··· Dataset rows

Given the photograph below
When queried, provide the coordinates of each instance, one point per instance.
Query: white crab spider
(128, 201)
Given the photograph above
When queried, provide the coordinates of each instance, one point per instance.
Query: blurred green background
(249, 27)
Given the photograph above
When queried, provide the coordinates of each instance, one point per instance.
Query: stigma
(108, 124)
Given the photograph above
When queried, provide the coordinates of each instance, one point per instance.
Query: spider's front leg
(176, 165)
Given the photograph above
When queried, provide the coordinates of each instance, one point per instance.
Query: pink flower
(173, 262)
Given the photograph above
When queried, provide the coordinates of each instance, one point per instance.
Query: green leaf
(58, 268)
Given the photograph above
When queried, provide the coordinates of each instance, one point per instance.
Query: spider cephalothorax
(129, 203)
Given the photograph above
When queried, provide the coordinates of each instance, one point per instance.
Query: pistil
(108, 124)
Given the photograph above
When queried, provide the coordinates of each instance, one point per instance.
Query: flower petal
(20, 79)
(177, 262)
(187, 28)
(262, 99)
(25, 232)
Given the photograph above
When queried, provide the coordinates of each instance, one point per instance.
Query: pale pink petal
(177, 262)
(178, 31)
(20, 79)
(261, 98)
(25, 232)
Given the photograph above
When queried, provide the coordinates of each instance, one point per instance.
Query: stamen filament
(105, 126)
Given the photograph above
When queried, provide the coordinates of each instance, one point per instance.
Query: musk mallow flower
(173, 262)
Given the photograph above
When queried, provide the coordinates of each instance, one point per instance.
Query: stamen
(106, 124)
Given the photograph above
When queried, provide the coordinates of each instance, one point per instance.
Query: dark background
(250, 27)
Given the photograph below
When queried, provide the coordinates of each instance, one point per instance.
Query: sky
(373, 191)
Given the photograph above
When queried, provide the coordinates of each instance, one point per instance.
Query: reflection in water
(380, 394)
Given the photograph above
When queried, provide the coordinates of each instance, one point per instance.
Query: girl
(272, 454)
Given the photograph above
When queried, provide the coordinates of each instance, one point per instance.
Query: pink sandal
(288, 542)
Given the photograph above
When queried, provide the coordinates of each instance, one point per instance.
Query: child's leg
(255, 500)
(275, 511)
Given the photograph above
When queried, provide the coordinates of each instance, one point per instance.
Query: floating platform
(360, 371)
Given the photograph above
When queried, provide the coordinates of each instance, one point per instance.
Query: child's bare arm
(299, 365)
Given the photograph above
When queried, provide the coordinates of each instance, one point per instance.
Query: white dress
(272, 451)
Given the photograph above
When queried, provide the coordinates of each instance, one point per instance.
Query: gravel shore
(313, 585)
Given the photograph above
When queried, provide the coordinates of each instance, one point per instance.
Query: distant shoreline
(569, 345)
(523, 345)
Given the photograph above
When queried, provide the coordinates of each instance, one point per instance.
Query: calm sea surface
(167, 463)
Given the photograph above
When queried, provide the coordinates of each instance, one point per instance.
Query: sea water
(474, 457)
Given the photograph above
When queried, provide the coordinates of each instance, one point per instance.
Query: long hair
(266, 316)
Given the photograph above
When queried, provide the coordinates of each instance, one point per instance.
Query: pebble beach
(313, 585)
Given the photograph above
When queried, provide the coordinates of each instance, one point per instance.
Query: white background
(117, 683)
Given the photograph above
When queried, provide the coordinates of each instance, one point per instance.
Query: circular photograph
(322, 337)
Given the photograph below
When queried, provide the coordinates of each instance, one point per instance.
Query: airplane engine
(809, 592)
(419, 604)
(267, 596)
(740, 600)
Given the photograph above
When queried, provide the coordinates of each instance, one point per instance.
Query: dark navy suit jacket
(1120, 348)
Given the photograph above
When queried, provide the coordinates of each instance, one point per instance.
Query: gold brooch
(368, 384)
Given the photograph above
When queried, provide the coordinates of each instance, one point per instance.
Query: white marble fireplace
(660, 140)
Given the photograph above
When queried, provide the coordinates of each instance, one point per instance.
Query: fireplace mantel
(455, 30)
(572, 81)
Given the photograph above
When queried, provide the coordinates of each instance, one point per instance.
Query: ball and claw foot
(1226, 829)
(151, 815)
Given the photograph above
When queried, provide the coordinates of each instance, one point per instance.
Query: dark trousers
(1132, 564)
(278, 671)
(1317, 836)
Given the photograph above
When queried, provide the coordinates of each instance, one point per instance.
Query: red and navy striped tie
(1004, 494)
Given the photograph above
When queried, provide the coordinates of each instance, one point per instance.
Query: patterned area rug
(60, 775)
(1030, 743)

······

*Exercise aim*. Retype every record above exactly as written.

*Full response*.
Given the photograph below
When queried, provide the coordinates of each instance, one point per instance.
Query: white crab spider
(128, 201)
Given the photograph above
When queried, provide the coordinates of each instance, one point per instance.
Query: blurred green background
(249, 27)
Given the photograph above
When queried, provide the coordinates of each instance, one point per instance.
Query: stigma
(108, 124)
Given the photograph above
When queried, provide the coordinates of each instance, one point per instance.
Query: spider's front leg
(176, 165)
Given the photograph above
When queried, provide the coordinates of each instance, one point per instance.
Query: pink flower
(173, 262)
Given the photograph above
When queried, provide the coordinates of each instance, one point per instance.
Query: green leaf
(58, 268)
Given the photograph above
When queried, provide the coordinates of each instance, one point per instance.
Query: spider cephalothorax
(129, 203)
Given the photograph above
When queried, provide the coordinates of each instance, one point per instance.
Query: pistil
(108, 124)
Given the photograph above
When queried, provide the coordinates of each instance, one point per instance.
Query: flower petal
(20, 79)
(177, 262)
(187, 28)
(262, 99)
(25, 232)
Given the photograph above
When queried, provide the coordinates of each instance, one point per instance.
Query: pale pink petal
(177, 262)
(178, 31)
(20, 79)
(261, 98)
(25, 232)
Given the photograph above
When queried, provide the coordinates of each instance, one point per instance.
Query: stamen filament
(105, 126)
Given the photograph above
When queried, provide the coordinates of each instance, one point per instance.
Query: musk mallow flower
(173, 262)
Given the photograph above
When queried, provide the coordinates of each instance, one point per instance.
Query: stamen
(106, 124)
Given the photograph above
When queried, provide the coordinates of each instance, one point per instance.
Query: dark background
(250, 27)
Given the photograph below
When queried, provide the coordinates of each instance, one point per instance.
Query: sky
(373, 191)
Given the photograph above
When queried, provide the coordinates of each instance, one point per instance.
Query: reflection in water
(380, 394)
Given the photograph above
When queried, provide the coordinates of each instance, one point per instance.
Query: girl
(272, 454)
Given the photograph above
When queried, provide the coordinates of each instance, one point per instance.
Query: pink sandal
(288, 542)
Given the photograph above
When queried, provide the coordinates of each instance, one point per instance.
Query: child's leg
(255, 500)
(275, 511)
Given the photograph above
When queried, provide the coordinates of each instance, one point per instance.
Query: floating platform
(360, 371)
Given the photograph above
When queried, provide the coordinates of each instance, one point per instance.
Query: child's bare arm
(299, 365)
Given the photograph above
When queried, provide the coordinates of each instance, one point per instance.
Query: white dress
(272, 451)
Given the photograph above
When queried, provide the coordinates of each instance, one point per instance.
Query: gravel shore
(313, 585)
Given the photograph above
When queried, provide the coordinates of each instance, one point per instance.
Query: distant shoreline
(569, 345)
(523, 345)
Given the photograph above
When queried, provide the coordinates of each instance, one point per instance.
Query: calm sea surface
(167, 463)
Given the photograph above
When queried, provide the coordinates of each instance, one point per instance.
Query: sea water
(474, 457)
Given the photograph above
When queried, provide the coordinates of each instance, one point per instance.
Query: long hair
(266, 316)
Given the photograph above
When queried, provide the coordinates of each instance, one point per instance.
Query: pebble beach
(313, 585)
Given the photograph above
When queried, provide the coordinates of each instance, one point per instance.
Query: white background
(117, 683)
Given the photograph above
When queried, provide the coordinates of each instance, one point per instance.
Query: circular photograph
(322, 337)
Given the photograph below
When queried, provide the coordinates of each instance, one point per instance.
Query: airplane engine
(809, 592)
(419, 604)
(267, 596)
(740, 600)
Given the photograph above
When queried, provide the coordinates of each instance, one point per instance.
Query: dark navy suit jacket
(1120, 348)
Given the photograph above
When queried, provide the coordinates of each instance, one point per instance.
Query: gold brooch
(368, 384)
Given the photograph above
When queried, provide the coordinates of each instance, one point per instance.
Query: white marble fireplace
(660, 140)
Given the photograph above
When queried, provide the coordinates of each instance, one point per instance.
Query: fireplace mantel
(455, 30)
(572, 81)
Given the photograph above
When queried, provide the coordinates of each instance, one point per instance.
Query: ball and claw foot
(1226, 829)
(151, 815)
Given the photograph above
When queried, provide the coordinates of each instance, one point per instance.
Query: dark trousers
(1132, 564)
(278, 671)
(1317, 836)
Given the photograph above
When queried, provide the coordinates of each instance, one point per instance.
Query: red and navy striped tie
(1004, 494)
Given the photograph above
When queried, provide the coordinates of each instance, one point per instance.
Query: patterned area rug
(60, 775)
(1030, 743)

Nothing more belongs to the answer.